RECORDS TO USE:
=======

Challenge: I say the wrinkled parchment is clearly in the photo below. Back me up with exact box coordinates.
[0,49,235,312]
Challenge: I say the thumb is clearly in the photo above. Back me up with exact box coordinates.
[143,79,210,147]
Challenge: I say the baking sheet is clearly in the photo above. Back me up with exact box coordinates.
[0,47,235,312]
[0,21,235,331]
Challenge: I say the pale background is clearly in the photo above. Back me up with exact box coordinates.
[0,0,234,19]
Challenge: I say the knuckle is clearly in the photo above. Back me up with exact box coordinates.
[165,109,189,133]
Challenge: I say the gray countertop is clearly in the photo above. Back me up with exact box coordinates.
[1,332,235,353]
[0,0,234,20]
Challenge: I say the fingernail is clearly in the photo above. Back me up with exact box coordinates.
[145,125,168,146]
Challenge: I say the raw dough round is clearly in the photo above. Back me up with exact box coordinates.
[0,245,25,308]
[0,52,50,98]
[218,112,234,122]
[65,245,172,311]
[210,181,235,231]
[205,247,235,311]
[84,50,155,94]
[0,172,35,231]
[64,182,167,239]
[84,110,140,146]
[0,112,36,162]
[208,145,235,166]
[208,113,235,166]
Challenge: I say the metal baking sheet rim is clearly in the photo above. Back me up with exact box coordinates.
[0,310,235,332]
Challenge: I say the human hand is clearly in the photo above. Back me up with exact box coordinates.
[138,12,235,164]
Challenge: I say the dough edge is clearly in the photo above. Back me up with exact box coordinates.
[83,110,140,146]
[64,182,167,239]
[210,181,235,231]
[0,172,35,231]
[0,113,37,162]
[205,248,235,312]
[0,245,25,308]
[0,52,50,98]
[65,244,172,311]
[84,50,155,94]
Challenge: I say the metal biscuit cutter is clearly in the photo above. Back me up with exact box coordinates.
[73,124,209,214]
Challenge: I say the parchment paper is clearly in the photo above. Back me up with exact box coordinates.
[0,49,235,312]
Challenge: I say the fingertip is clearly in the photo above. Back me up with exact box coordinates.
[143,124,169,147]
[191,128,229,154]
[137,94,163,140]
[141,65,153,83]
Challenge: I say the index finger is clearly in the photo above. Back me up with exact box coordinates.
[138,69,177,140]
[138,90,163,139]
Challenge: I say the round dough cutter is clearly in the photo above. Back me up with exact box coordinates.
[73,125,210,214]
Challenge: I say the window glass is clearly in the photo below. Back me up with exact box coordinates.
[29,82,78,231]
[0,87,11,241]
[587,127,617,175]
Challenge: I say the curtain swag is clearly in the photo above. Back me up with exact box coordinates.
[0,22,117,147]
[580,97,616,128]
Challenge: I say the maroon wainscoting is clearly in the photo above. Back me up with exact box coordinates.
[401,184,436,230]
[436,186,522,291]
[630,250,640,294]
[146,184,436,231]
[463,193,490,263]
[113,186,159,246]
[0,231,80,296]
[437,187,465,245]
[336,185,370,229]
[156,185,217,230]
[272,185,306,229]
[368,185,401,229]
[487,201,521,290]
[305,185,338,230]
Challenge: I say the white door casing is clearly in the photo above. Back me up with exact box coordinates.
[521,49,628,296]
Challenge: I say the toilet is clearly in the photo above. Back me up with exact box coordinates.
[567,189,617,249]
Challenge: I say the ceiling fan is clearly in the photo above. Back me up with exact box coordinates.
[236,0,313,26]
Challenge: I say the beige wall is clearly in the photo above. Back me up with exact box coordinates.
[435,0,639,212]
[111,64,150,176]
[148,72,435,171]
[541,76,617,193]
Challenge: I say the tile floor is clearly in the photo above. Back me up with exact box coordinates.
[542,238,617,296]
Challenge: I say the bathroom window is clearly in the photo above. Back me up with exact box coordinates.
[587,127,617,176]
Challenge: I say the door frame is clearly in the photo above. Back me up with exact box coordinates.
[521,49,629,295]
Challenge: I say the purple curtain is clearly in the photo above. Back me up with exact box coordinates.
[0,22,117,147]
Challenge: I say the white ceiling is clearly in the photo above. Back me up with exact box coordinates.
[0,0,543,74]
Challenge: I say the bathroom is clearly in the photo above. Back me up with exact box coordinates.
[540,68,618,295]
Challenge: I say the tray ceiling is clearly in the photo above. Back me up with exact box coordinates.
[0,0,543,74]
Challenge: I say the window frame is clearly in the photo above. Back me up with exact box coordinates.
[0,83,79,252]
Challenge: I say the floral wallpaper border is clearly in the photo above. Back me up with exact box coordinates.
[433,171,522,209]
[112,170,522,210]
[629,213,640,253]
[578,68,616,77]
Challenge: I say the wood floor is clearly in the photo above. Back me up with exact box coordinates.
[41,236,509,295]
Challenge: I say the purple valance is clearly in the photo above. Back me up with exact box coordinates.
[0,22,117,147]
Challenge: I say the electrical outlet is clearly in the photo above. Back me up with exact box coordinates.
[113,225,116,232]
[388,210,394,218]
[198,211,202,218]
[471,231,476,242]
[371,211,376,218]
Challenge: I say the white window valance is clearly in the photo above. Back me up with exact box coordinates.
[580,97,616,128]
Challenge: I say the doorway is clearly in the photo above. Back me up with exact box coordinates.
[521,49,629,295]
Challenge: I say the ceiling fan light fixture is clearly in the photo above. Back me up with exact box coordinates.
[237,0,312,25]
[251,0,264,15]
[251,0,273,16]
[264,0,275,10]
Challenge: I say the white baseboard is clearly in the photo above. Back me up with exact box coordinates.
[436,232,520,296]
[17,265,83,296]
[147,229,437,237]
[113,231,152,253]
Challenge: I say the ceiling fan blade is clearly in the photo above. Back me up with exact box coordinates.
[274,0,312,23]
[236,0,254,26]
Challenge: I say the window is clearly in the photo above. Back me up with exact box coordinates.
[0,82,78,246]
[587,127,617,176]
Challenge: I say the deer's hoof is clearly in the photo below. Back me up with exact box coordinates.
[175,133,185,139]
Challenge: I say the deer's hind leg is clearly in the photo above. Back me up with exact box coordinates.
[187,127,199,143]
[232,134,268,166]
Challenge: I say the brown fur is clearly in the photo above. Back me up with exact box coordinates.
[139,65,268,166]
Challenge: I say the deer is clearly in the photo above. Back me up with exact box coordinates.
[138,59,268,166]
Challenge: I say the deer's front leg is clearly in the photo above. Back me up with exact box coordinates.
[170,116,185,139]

=======

ACTION ITEM:
Would you copy the data exactly as shown above?

EXERCISE ANSWER:
Challenge: I say the wrinkled parchment is clearly in the photo below. Back me up with exact box coordinates.
[0,49,235,312]
Challenge: I say the thumb is clearly in the photo above. Back me up with exact box coordinates.
[143,79,210,147]
Challenge: I say the baking sheet is clearly in the photo above. Back me up with exact box coordinates.
[0,47,235,312]
[0,21,235,331]
Challenge: I say the pale background is clearly in the photo above. Back me up with exact box coordinates.
[0,0,234,19]
Challenge: I say the knuckle is clearly in the photo above. Back me up with exact box coordinates.
[165,109,189,133]
Challenge: I say the gray countertop is clearly in the photo above. Back me up with exact box coordinates.
[1,332,235,353]
[0,0,234,20]
Challenge: I say the fingernail is clearly in the photo above. Back me up with exact box coordinates.
[145,125,168,146]
Challenge: I say the raw dough round is clearly in the photo above. Back me up with exact box coordinates.
[0,245,25,308]
[0,52,50,98]
[218,112,234,122]
[65,245,172,311]
[210,181,235,231]
[205,247,235,311]
[84,50,155,94]
[0,172,35,231]
[64,182,167,239]
[84,110,140,146]
[0,112,36,162]
[208,145,235,166]
[208,113,235,166]
Challenge: I say the metal baking sheet rim is clearly in the photo above. Back me up with exact box coordinates.
[0,310,235,332]
Challenge: I say the human hand is clearly in the photo above. Back me up with exact box coordinates.
[138,12,235,164]
Challenge: I say the dough edge is clearly in the photo above. Back me up with exact box coordinates.
[83,110,140,146]
[64,182,167,239]
[210,181,235,231]
[0,172,35,231]
[0,113,37,162]
[205,248,235,312]
[0,245,25,308]
[0,52,50,98]
[65,244,172,311]
[84,50,155,94]
Challenge: I say the metal biscuit cutter is clearly in the photo above. Back me up with exact box coordinates.
[73,124,209,214]
Challenge: I say the parchment paper is clearly in the photo above. Back me up with exact box coordinates.
[0,49,235,312]
Challenge: I say the fingertip is clearly in the photo above. Back me up with exact box coordinates.
[143,124,169,147]
[191,128,229,154]
[137,94,163,140]
[141,65,153,83]
Challenge: I say the index finger is clearly in the photo above. Back me up with exact box coordinates.
[138,69,177,140]
[138,90,163,139]
Challenge: I say the round dough cutter is clearly in the photo above. Back me up with exact box coordinates.
[73,125,210,214]
Challenge: I say the window glass is clearly in the photo below. Back me up with exact box coordinates.
[29,82,78,231]
[0,87,11,241]
[587,127,617,175]
Challenge: I say the curtain swag is clearly in the photo above. Back me up with exact box coordinates.
[0,22,117,147]
[580,97,616,128]
Challenge: I say the maroon wainscoting is clearly in the photo above. Back me up with exact box coordinates.
[401,184,436,230]
[436,186,522,291]
[630,250,640,294]
[146,184,436,231]
[463,193,490,263]
[113,186,159,246]
[0,231,80,296]
[437,187,465,245]
[336,185,370,229]
[156,185,217,230]
[272,185,306,229]
[368,185,401,229]
[487,201,521,290]
[305,185,338,230]
Challenge: I say the white door casing is clearly in the photo above. Back me up with exact box coordinates.
[521,49,628,296]
Challenge: I say the toilet is clearly in the photo above. Back me up with exact box coordinates.
[567,189,617,249]
Challenge: I say the ceiling fan is clearly in the photo above. Back me up with exact box coordinates.
[236,0,313,26]
Challenge: I say the beige wall is clearly in the photo above. Back me up with exact box coordinates.
[435,0,639,212]
[111,64,150,176]
[148,72,435,171]
[541,76,617,193]
Challenge: I say the tile floor is clearly in the photo above. Back me up with exact box coordinates.
[542,238,617,296]
Challenge: I say the bathroom window is clearly in the photo above. Back me up with exact box coordinates.
[587,127,617,176]
Challenge: I say the door frame is clearly in the photo above. Back me up with exact box coordinates.
[521,49,629,295]
Challenge: I say the purple curtain is clearly in the photo above. Back me up with exact box coordinates.
[0,22,117,147]
Challenge: I say the white ceiling is clearly in the photo above. Back me up with exact box coordinates.
[0,0,543,74]
Challenge: I say the bathroom is clearly in the photo above. Back me up with exact box coordinates.
[540,68,618,295]
Challenge: I say the tray ceiling is clearly in the photo above. Back me up with exact box coordinates.
[0,0,543,74]
Challenge: I say the window frame is clearly in the photo above. Back me up with exact box coordinates.
[0,83,79,252]
Challenge: I say the floral wallpaper border is clearly in the photo above. Back me up with exact box coordinates.
[433,171,522,209]
[112,170,522,210]
[629,213,640,253]
[578,68,616,77]
Challenge: I say the wood floor is clearly in the photo above. Back me up with exact box coordinates.
[41,236,509,295]
Challenge: I say the purple valance is clearly in the photo above. Back me up with exact box coordinates.
[0,22,117,147]
Challenge: I say the electrical outlet is clearly in the photo above. Back me up with exact box coordinates.
[113,225,116,232]
[388,210,394,218]
[198,211,202,218]
[471,231,476,242]
[371,211,376,218]
Challenge: I say the white window valance is clearly in the photo above. Back me up with exact box coordinates.
[580,97,616,128]
Challenge: I say the doorway is clearly in the photo above. Back me up with exact box coordinates.
[521,49,629,295]
Challenge: I say the ceiling fan light fixture is clearly in the photo above. Back me up with exact box coordinates.
[237,0,312,25]
[251,0,264,15]
[251,0,273,16]
[264,0,275,10]
Challenge: I say the white baseboard is clearly in the photo above. Back me up with exact box coordinates.
[436,232,520,296]
[17,265,83,296]
[147,229,437,237]
[113,231,152,253]
Challenge: I say the ceiling fan blade is clearly in the photo above. Back me up with exact box coordinates.
[274,0,312,23]
[236,0,254,26]
Challenge: I say the window is clearly in the photo above. Back me up with exact box coordinates.
[0,82,78,246]
[587,127,617,176]
Challenge: I say the deer's hoof is clearly in the photo below. Back me up with exact box coordinates.
[175,133,185,139]
Challenge: I say the deer's hind leg is clearly in the photo above. Back me up with exact box coordinates.
[187,127,199,143]
[232,134,268,166]
Challenge: I say the brown fur is clearly in the photo above. Back me up with exact box coordinates.
[139,65,268,166]
Challenge: I say the deer is clearly in the photo above. Back me up with exact box coordinates.
[138,59,268,166]
Challenge: I say the deer's front leg is clearly in the photo above. Back me up with exact box coordinates.
[170,116,185,139]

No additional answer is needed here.